** BEGIN Text shown **

示例#1
0
class Trainer(object):
    def __init__(self):
        self.running_loss = 0.0
        self.epochs = 20
        self.current_epoch = 0
        self.epoch_start_time = None
        self.model = None
        self.optimizer = None
        self.scheduler = None
        self.loss_fn = None
        self.vis = Visualizer()

    def setup_model(self, resume=False):
        print("Loading Model")
        self.model = LeNet5()
        self.optimizer = torch.optim.SGD(self.model.parameters(), lr=0.005)
        self.scheduler = lr_scheduler.MultiStepLR(self.optimizer,
                                                  milestones=[2, 5, 8, 12],
                                                  gamma=0.1)

        if resume:
            print("Resuming from saved model")
            self.load_saved_model()
        if torch.cuda.is_available():
            print("Using GPU")
            self.model.cuda()

    def load_saved_model(self, checkpoint='checkpoint.pth.tar'):
        checkpoint = torch.load(checkpoint)
        self.model.load_state_dict(checkpoint['state_dict'])
        self.optimizer.load_state_dict(checkpoint['optimizer'])

** END Text shown **
** BEGIN Provided records **

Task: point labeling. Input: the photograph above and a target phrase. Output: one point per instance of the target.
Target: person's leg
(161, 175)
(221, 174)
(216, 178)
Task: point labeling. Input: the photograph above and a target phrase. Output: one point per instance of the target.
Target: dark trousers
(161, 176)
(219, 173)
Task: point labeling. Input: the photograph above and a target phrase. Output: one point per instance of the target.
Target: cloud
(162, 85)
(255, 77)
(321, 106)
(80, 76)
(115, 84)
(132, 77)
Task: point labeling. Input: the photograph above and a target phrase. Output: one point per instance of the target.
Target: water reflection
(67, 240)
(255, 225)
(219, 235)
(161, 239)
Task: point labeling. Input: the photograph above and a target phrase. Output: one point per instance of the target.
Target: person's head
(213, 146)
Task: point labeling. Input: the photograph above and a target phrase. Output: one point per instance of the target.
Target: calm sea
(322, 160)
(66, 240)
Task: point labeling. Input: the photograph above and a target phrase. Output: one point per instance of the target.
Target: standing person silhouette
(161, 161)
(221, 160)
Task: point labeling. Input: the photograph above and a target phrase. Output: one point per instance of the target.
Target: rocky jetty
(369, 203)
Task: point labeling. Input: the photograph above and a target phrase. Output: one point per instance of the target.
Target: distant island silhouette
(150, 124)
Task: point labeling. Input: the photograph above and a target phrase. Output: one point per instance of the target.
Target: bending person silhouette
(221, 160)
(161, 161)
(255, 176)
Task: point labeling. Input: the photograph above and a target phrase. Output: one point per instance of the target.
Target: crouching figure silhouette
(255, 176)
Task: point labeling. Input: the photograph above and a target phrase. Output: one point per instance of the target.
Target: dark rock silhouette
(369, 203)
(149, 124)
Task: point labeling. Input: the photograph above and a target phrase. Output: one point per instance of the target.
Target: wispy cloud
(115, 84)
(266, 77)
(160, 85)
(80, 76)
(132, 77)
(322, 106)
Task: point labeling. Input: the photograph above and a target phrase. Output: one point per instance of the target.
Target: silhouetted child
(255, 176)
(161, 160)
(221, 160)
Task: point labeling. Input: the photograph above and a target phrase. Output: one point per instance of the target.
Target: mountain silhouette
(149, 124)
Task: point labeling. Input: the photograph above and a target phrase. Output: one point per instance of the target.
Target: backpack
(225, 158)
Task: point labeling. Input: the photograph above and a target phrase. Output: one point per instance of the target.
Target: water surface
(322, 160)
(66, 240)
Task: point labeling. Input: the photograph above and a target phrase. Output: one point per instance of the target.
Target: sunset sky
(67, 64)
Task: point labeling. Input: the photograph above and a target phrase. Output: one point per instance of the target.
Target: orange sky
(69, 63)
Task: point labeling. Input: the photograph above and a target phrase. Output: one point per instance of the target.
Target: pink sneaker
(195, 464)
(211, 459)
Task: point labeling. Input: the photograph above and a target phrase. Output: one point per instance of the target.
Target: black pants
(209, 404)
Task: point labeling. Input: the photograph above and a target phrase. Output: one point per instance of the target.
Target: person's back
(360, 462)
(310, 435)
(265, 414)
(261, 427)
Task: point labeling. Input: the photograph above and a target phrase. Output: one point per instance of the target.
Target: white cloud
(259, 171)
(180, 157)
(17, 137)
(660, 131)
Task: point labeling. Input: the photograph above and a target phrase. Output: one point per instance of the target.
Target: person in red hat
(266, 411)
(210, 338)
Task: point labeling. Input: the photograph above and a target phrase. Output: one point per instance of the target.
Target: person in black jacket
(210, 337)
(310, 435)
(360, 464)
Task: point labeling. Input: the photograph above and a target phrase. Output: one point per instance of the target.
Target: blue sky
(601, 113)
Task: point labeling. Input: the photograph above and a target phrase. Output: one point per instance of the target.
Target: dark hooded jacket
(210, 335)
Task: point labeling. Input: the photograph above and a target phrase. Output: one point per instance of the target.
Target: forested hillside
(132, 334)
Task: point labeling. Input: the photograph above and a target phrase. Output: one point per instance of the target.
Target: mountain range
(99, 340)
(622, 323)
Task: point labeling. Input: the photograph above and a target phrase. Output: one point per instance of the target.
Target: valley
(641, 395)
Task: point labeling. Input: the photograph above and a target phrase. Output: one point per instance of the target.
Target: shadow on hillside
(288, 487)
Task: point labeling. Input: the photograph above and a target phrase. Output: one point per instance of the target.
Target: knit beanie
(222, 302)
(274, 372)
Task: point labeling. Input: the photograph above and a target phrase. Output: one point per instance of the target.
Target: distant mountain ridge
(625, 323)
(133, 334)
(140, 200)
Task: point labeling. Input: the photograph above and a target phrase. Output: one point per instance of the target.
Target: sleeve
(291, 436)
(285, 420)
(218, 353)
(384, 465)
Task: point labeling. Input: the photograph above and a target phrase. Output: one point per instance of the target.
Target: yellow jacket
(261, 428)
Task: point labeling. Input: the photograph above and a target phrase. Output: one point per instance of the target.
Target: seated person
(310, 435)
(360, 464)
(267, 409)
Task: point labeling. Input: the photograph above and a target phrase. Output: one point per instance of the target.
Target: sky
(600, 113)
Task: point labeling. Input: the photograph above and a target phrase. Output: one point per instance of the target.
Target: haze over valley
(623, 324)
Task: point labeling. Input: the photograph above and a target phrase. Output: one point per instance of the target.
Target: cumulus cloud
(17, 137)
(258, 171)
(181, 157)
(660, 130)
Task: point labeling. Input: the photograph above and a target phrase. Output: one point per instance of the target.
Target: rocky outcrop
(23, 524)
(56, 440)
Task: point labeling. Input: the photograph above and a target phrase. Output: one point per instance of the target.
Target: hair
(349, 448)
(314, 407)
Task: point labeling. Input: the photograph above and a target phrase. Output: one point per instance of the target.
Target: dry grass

** END Provided records **

▶ _Work to complete_:
a – In the Trainer class code, do the following statements agree with it? Give yes or no for each, along with the deciding words from the code. (i) The optimizer is given a learning rate of 0.005. (ii) The number of epochs is set to 10. (iii) The scheduler's milestones include 5.
b – Return the part of the Trainer class code starting with "self.model.cuda()" and going on through "self.model.load_state_dict(checkpoint['state_dict'])", copied character for character.
c – In the Trainer class code, what default file name does load_saved_model use for the checkpoint?

▶ _In response_:
a –
(i) Yes: "lr=0.005"
(ii) No: "self.epochs = 20"
(iii) Yes: "milestones=[2, 5, 8, 12]"

b –
self.model.cuda()

    def load_saved_model(self, checkpoint='checkpoint.pth.tar'):
        checkpoint = torch.load(checkpoint)
        self.model.load_state_dict(checkpoint['state_dict'])

c – checkpoint.pth.tar